Listed records:
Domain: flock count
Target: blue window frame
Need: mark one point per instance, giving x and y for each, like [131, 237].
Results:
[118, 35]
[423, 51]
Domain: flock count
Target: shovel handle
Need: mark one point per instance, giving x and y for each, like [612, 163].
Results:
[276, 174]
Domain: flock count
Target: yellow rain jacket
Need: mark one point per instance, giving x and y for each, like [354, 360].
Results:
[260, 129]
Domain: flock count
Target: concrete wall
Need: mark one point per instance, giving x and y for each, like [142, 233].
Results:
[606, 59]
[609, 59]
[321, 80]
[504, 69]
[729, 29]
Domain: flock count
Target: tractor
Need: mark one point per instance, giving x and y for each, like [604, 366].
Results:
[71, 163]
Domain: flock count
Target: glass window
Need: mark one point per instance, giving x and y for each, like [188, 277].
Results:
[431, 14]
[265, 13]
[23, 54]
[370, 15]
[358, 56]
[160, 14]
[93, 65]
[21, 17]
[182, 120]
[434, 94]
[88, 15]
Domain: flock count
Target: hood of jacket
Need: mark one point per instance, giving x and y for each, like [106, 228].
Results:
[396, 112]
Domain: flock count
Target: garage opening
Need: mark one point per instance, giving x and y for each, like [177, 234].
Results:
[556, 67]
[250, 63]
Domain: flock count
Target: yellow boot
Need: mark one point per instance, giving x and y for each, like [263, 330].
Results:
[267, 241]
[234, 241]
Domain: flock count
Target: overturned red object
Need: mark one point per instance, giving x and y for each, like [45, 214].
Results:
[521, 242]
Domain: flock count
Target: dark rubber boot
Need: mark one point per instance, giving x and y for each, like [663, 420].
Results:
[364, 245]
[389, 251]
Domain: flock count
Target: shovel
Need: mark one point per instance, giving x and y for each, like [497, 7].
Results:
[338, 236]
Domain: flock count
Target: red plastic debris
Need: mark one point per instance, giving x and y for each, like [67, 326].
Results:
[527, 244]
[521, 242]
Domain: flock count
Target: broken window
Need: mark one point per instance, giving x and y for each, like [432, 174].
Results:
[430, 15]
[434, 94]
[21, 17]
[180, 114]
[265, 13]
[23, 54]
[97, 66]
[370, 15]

Exercise: Write out every entry exactly as given.

Full solution:
Domain: flock count
Target: blue window frame
Need: mark one point per instance, giving x and y for each, like [131, 237].
Results:
[118, 35]
[423, 51]
Domain: flock count
Target: shovel handle
Need: mark one point per instance, giving x and y for each, like [612, 163].
Results:
[276, 174]
Domain: flock count
Target: yellow rain jacket
Need: mark one point per instance, giving x and y for each, like [354, 360].
Results:
[260, 129]
Domain: flock count
Target: concrete wall
Need: mark one point per instance, giving x and y for each, like [142, 233].
Results:
[606, 59]
[609, 59]
[321, 80]
[504, 69]
[729, 29]
Domain: flock count
Target: tractor
Need: mark one point per instance, giving x and y for each, like [604, 366].
Results:
[71, 163]
Domain: flock count
Target: glass window
Need: mark one point per instance, giving x and y for each, like [188, 277].
Results:
[431, 14]
[265, 13]
[23, 54]
[370, 15]
[358, 56]
[160, 14]
[93, 65]
[21, 17]
[182, 120]
[434, 94]
[88, 15]
Domain: flock count
Target: hood of jacket
Need: mark one point per instance, giving x and y for each, like [106, 228].
Results:
[396, 112]
Domain: flock count
Target: garage opening
Need: mark one point per instance, giving x and y for each, like [177, 234].
Results:
[556, 67]
[250, 63]
Domain: flock count
Target: yellow boot
Need: mark one point per instance, giving x and y for each, like [263, 330].
Results:
[267, 241]
[234, 241]
Domain: flock count
Target: overturned red object
Need: mark one point per instance, giving x and y for each, like [45, 214].
Results:
[521, 242]
Domain: flock count
Target: dark rubber boot
Need: mark one point per instance, giving x and y for each, like [663, 420].
Results:
[364, 245]
[389, 251]
Domain: flock count
Target: shovel
Need: mark one point per instance, giving x and y for each, like [497, 7].
Results:
[338, 236]
Domain: flock count
Target: red plastic debris
Need: mark one point per instance, giving x and y for each, like [67, 326].
Results:
[527, 244]
[521, 242]
Domain: flock count
Target: broken window
Need: mark one point per instance, giving x and y for each, like [432, 174].
Results:
[430, 15]
[434, 94]
[21, 17]
[180, 114]
[265, 13]
[23, 54]
[97, 66]
[370, 15]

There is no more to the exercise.